Task statement:
What follows is a listing. Write it all out exactly.

----- The records

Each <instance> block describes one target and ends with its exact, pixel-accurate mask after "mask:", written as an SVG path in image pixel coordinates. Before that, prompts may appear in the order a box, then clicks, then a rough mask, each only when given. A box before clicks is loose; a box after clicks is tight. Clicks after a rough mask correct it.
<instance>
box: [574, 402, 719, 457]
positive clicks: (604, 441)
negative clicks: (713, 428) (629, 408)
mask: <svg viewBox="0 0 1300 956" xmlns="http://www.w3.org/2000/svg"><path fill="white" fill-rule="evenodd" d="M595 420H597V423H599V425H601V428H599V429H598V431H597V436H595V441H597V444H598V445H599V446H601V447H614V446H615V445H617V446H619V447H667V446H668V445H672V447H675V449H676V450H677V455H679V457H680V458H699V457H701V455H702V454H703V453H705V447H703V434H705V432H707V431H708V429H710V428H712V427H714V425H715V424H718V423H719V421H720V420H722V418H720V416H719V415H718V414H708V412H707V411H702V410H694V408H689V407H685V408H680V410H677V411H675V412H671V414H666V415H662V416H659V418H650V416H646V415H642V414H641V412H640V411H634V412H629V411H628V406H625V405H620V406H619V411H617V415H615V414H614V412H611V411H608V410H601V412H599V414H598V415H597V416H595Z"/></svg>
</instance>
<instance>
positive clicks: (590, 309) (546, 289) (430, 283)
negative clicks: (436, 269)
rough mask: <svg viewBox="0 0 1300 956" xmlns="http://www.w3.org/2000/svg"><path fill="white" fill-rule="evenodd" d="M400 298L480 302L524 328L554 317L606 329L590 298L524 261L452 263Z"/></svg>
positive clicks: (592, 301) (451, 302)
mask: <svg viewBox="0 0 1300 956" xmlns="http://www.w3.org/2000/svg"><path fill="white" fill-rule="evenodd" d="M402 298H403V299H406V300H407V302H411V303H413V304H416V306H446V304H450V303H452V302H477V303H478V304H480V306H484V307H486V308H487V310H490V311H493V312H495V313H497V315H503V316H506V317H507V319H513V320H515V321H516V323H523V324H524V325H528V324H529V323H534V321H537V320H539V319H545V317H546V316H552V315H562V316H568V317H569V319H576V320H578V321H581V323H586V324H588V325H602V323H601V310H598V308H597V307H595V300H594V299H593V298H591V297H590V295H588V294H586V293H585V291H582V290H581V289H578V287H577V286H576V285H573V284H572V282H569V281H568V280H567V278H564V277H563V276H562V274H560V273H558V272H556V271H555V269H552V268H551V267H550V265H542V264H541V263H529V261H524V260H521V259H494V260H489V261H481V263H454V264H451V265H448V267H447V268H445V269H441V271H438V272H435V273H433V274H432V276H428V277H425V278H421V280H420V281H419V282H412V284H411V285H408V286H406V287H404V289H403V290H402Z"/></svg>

----------

Solution to this task:
Each <instance> block describes one target and ends with its exact, pixel-accurate mask after "mask:", written as an SVG path in image pixel coordinates. Before that, prompts may appear in the order a box, then clicks, then a rough mask, each only when given. A box before clicks is loose; a box after clicks is tight. Clicks after a rough mask correct it.
<instance>
box: [574, 402, 719, 457]
positive clicks: (604, 441)
negative clicks: (713, 428) (629, 408)
mask: <svg viewBox="0 0 1300 956" xmlns="http://www.w3.org/2000/svg"><path fill="white" fill-rule="evenodd" d="M595 420H597V423H599V425H601V428H599V429H598V431H597V436H595V441H597V444H598V445H599V446H601V447H614V446H615V445H617V446H619V447H667V446H668V445H672V447H675V449H676V450H677V455H679V457H680V458H699V457H701V455H702V454H703V453H705V447H703V434H705V432H707V431H708V429H710V428H712V427H714V425H715V424H718V423H719V421H720V420H722V418H720V416H719V415H718V414H708V412H707V411H702V410H694V408H689V407H685V408H680V410H677V411H675V412H671V414H666V415H662V416H659V418H650V416H646V415H642V414H641V412H640V411H634V412H629V411H628V406H625V405H620V406H619V411H617V415H615V414H614V412H611V411H608V410H601V412H599V414H598V415H597V416H595Z"/></svg>
</instance>
<instance>
positive clicks: (590, 309) (546, 289) (430, 283)
negative clicks: (436, 269)
rough mask: <svg viewBox="0 0 1300 956" xmlns="http://www.w3.org/2000/svg"><path fill="white" fill-rule="evenodd" d="M400 298L480 302L524 328L554 317L606 329L590 298L524 261L452 263Z"/></svg>
positive clicks: (592, 301) (451, 302)
mask: <svg viewBox="0 0 1300 956" xmlns="http://www.w3.org/2000/svg"><path fill="white" fill-rule="evenodd" d="M402 298H403V299H406V300H407V302H411V303H413V304H416V306H446V304H450V303H452V302H477V303H478V304H480V306H484V307H486V308H487V310H490V311H493V312H495V313H497V315H503V316H506V317H507V319H513V320H515V321H516V323H523V324H524V325H528V324H529V323H534V321H537V320H539V319H545V317H546V316H552V315H562V316H568V317H569V319H576V320H578V321H581V323H586V324H588V325H602V323H601V310H598V308H597V307H595V300H594V299H593V298H591V297H590V295H588V294H586V293H585V291H582V290H581V289H578V287H577V286H576V285H573V284H572V282H569V281H568V280H567V278H564V277H563V276H562V274H560V273H558V272H556V271H555V269H552V268H551V267H550V265H542V264H541V263H529V261H524V260H521V259H494V260H489V261H481V263H454V264H451V265H448V267H447V268H445V269H441V271H438V272H435V273H433V274H432V276H428V277H425V278H421V280H420V281H419V282H412V284H411V285H408V286H406V287H404V289H403V290H402Z"/></svg>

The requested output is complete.